■ Set problem: Find each line in the items below that contains the word "booth" and copy it out. Only matches with the same upper- and lowercase letters count.

■ Material for this task:
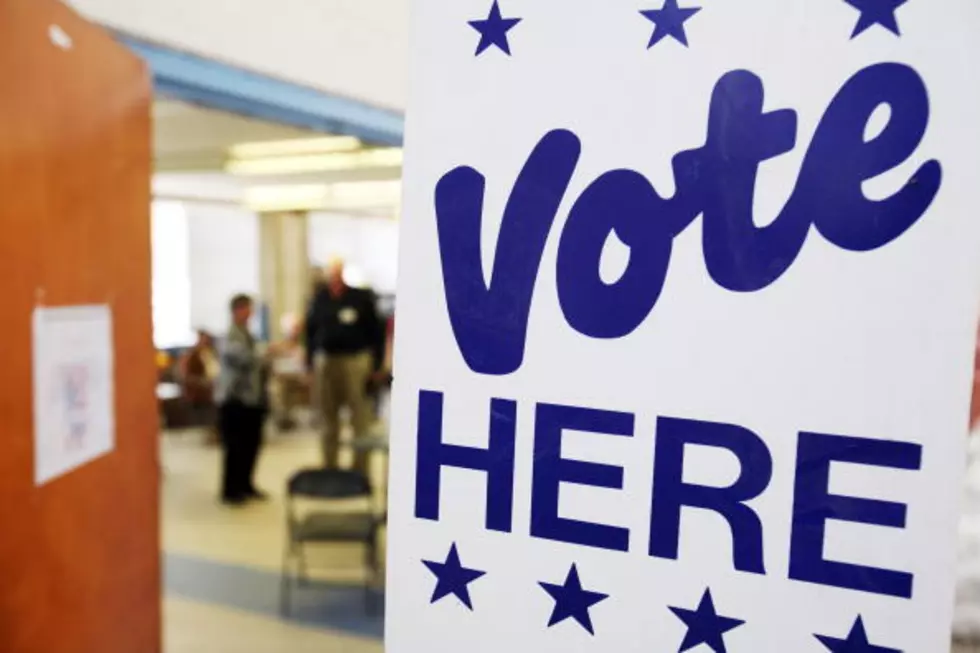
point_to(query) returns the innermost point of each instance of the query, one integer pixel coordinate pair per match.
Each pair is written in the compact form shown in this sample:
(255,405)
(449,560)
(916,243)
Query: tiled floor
(222,565)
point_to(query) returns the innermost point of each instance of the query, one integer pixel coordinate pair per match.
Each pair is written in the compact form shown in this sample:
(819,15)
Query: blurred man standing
(346,338)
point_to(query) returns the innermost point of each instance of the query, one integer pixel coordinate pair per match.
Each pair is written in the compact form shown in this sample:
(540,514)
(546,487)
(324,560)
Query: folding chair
(322,527)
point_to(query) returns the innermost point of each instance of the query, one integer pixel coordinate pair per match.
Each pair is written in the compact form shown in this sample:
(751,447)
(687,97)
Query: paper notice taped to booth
(73,388)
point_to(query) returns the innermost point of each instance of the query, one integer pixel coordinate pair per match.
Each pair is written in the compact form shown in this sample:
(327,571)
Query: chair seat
(335,527)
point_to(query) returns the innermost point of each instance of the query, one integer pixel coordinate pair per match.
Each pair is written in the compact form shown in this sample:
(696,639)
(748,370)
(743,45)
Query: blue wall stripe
(203,81)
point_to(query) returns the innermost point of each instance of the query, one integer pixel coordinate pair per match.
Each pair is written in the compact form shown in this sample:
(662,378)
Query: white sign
(73,388)
(685,325)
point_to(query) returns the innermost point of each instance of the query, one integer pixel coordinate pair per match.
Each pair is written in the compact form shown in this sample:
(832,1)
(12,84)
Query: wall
(369,246)
(203,254)
(224,260)
(354,48)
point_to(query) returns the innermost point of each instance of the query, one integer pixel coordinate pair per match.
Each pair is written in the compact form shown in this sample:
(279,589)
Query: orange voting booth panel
(79,555)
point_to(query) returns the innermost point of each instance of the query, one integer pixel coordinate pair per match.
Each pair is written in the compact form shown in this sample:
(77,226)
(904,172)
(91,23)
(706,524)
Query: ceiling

■ Task response:
Query: paper notice taped to booth
Query: orange voting booth panel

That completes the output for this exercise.